## SHORT EXERCISE
Provide an exact reproduction of every entry.

## DATA LISTING
_ _ _ _

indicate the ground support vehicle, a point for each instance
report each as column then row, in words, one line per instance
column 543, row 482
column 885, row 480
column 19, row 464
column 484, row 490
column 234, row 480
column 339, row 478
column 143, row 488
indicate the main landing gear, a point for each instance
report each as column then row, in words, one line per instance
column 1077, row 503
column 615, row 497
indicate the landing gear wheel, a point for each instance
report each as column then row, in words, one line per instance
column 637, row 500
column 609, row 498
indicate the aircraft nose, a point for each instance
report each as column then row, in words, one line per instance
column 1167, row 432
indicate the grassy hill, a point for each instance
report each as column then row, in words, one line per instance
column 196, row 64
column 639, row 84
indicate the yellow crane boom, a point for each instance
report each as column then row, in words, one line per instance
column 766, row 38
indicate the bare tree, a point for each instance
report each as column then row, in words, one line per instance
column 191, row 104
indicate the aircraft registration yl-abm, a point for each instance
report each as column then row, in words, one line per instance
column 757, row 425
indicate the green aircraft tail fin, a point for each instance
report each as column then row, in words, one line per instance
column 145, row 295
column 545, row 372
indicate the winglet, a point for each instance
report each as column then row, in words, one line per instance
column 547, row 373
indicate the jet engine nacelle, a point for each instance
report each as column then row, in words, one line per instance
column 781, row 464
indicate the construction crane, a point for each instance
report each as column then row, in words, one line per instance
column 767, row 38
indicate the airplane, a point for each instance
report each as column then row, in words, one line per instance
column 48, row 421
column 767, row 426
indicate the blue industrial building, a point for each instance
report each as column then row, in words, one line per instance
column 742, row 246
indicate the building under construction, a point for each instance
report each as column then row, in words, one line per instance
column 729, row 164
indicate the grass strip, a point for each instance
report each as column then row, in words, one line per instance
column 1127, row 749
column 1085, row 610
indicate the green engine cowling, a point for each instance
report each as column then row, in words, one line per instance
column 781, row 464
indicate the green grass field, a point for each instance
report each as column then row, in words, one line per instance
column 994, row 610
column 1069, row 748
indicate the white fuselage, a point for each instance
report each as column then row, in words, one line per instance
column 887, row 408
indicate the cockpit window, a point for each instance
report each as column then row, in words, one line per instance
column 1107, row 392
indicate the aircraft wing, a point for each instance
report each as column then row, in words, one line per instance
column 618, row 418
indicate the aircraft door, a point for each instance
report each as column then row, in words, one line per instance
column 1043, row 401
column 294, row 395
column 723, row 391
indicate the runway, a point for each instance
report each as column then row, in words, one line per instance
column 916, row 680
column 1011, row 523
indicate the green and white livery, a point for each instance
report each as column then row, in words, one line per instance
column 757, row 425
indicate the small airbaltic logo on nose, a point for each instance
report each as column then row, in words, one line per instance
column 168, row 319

_ _ _ _

## EXERCISE SOLUTION
indicate the ground support vehicle, a point for each instance
report each as column then row, in words, one line per instance
column 543, row 482
column 885, row 480
column 19, row 464
column 484, row 490
column 234, row 480
column 339, row 478
column 143, row 488
indicate the main landing gear, a point for each instance
report each as column then row, in words, one line per instance
column 1077, row 503
column 615, row 497
indicate the landing gear wheel, a point for each instance
report each as column then row, in words, one line per instance
column 637, row 500
column 609, row 498
indicate the aircraft nose, a point for each instance
report each as column then row, in words, one line per instance
column 1167, row 432
indicate the grassy hill, a point for each instance
report each as column then row, in words, one line per instance
column 196, row 64
column 639, row 84
indicate the yellow crane boom, a point for each instance
report each as column then row, in words, one line per instance
column 766, row 38
indicate the bare tree, a point for each instance
report each as column then row, in words, one line per instance
column 191, row 104
indicate the aircraft registration yl-abm, a point for each instance
report each as column then row, in words, one line per instance
column 757, row 425
indicate the green aircraft tail fin, a point for each instance
report each as column then row, in words, one line per instance
column 145, row 295
column 545, row 372
indicate the winglet, a point for each instance
report each as column then row, in words, one line per instance
column 547, row 373
indicate the jet engine nacelle, a point for each instance
report each as column then row, in words, one line per instance
column 781, row 464
indicate the construction crane, a point for each instance
report each as column then row, in words, one line per instance
column 767, row 38
indicate the airplane, a point for each instance
report each as column then row, in words, one line per instance
column 48, row 421
column 767, row 426
indicate the blue industrial building, a point for each instance
report each as column then row, in words, one line per instance
column 742, row 246
indicate the building under construction, a point for each instance
report each as column then row, in words, one line per instance
column 729, row 164
indicate the grass strip, a point for each instance
report each as column then row, in words, one line per instance
column 1127, row 749
column 1085, row 610
indicate the green engine cowling, a point for each instance
report each as column then row, in words, one line per instance
column 781, row 464
indicate the green grass field, a point for each instance
report each as column then row, in words, one line per instance
column 994, row 610
column 1069, row 748
indicate the white fuselage, a point for each instance
report each as column then row, in words, one line per instance
column 887, row 408
indicate the cockpit window, a point for each instance
report each as column then row, in words, one line per instance
column 1107, row 392
indicate the aircraft wing, a point for each instance
report each as column then row, in words, one line per instance
column 618, row 418
indicate the aircraft door, a point for each instance
report each as column then row, in words, one line per instance
column 1043, row 401
column 294, row 395
column 723, row 391
indicate the runway, a point for each instance
report each as column then row, in words, one line per instance
column 916, row 680
column 1011, row 523
indicate the green and white livery, a point for each instance
report each as column then row, in words, one line per instance
column 757, row 425
indicate the small airbaltic logo on nose, a point for each instance
report each as column then row, in words, one line per instance
column 168, row 319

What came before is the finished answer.